[Records contained in a dataset]
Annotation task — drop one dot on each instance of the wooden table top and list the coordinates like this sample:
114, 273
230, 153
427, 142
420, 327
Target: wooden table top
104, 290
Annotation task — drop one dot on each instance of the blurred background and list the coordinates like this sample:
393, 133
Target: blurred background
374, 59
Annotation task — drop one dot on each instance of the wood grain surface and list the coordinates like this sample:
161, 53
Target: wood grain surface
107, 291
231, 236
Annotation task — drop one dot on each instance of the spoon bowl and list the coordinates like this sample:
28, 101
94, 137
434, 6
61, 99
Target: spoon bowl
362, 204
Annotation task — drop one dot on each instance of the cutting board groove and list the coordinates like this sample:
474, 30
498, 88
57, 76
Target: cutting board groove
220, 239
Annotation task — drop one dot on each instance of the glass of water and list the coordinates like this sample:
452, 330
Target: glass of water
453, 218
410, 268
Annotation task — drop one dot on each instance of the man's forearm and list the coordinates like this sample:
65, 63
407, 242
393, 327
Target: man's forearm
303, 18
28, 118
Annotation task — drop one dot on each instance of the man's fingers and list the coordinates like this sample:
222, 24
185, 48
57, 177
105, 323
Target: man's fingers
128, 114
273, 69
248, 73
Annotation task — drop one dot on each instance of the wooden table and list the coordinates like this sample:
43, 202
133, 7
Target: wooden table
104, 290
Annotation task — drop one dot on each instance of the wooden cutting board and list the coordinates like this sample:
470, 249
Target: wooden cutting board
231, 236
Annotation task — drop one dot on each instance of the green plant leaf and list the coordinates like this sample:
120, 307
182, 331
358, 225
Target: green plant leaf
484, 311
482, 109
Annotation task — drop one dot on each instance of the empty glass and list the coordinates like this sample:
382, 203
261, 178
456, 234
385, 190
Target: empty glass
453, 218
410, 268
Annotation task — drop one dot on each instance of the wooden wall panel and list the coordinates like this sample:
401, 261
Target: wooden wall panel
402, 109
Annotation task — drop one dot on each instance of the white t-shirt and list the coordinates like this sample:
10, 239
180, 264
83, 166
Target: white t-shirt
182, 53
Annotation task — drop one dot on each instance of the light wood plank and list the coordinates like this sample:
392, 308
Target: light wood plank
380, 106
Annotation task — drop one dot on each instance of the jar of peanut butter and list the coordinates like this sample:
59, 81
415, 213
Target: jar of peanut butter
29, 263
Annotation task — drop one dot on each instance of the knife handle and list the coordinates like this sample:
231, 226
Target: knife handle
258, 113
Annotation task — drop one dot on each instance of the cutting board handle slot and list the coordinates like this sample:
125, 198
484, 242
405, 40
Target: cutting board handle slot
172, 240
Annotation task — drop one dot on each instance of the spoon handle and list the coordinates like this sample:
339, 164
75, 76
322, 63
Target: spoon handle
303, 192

:: What the exercise asks ::
Change every instance of "drop one dot" in the rows above to "place one dot". Leave everything else as it is and write out all the rows again.

:: Full response ::
Annotation task — place one dot on each instance of the wooden table top and list the coordinates like this sample:
114, 273
230, 153
427, 142
420, 327
Target: wooden table top
104, 290
Annotation task — place one dot on each instance of the blurred background and list the coordinates like this sample:
393, 133
Target: blurred background
374, 59
Annotation task — place one dot on each instance of the wood grain surface and list the coordinates like this sample:
161, 53
Target: wood grain surface
107, 291
231, 236
Annotation task — place one dot on each instance of the spoon bowl and list the coordinates like this sample:
28, 101
94, 137
434, 6
61, 99
Target: spoon bowl
362, 204
Annotation task — place one dot on each instance of the cutting board groove and list the coordinates like this sample:
474, 30
498, 88
57, 76
Target: cutting board groove
220, 239
Annotation task — place one dot on each instance of the glass of water and list the coordinates like this sample:
452, 330
Target: glass of water
453, 218
410, 268
Annotation task — place one dot on each instance of the man's forearm and list the coordinates like this sample:
65, 63
407, 242
393, 327
Target: man's forearm
303, 18
28, 118
Annotation task — place one dot on each instance of the man's fingers and list the coordinates like this sample:
222, 24
185, 48
57, 177
105, 323
Target: man's fingers
128, 114
273, 69
248, 73
Annotation task — place one dot on each instance of the wooden table and list the coordinates like this sample:
43, 202
133, 7
Target: wooden table
104, 290
Annotation task — place one dot on each instance of the wooden cutting board and list the coordinates like this sample:
470, 249
Target: wooden cutting board
231, 236
Annotation task — place one dot on each instance of the green plant leaf and list the coordinates like this sample:
120, 307
182, 331
358, 225
Target: green plant leaf
484, 311
482, 109
Annotation task — place one dot on each instance of the empty glass and list the coordinates like this sample:
382, 203
261, 178
456, 234
385, 190
Target: empty glass
453, 218
410, 268
Annotation task — place one dot on each instance of the wooden wall panel and list the coordinates like this sample:
401, 261
Target: wooden wall panel
402, 109
Annotation task — place one dot on each instance of the white t-shirt and list the coordinates like this sample:
10, 239
180, 264
83, 166
Target: white t-shirt
182, 53
Annotation task — place one dot on each instance of the light wood plank and list the coordinates like this sample:
392, 308
Target: light wood plank
380, 106
Annotation task — place one dot on each instance of the jar of peanut butter and list the coordinates like this sample:
59, 81
415, 213
Target: jar of peanut butter
29, 263
Annotation task — place one dot on each instance of the knife handle and list the coordinates like this sample:
231, 226
Target: knife handle
258, 113
Annotation task — place one dot on each instance of the cutting board handle slot and list the coordinates like this sample:
125, 198
484, 242
405, 40
Target: cutting board handle slot
172, 240
Annotation task — place one dot on each instance of the spoon handle and list the coordinates like this sample:
339, 164
75, 76
322, 63
Target: spoon handle
303, 192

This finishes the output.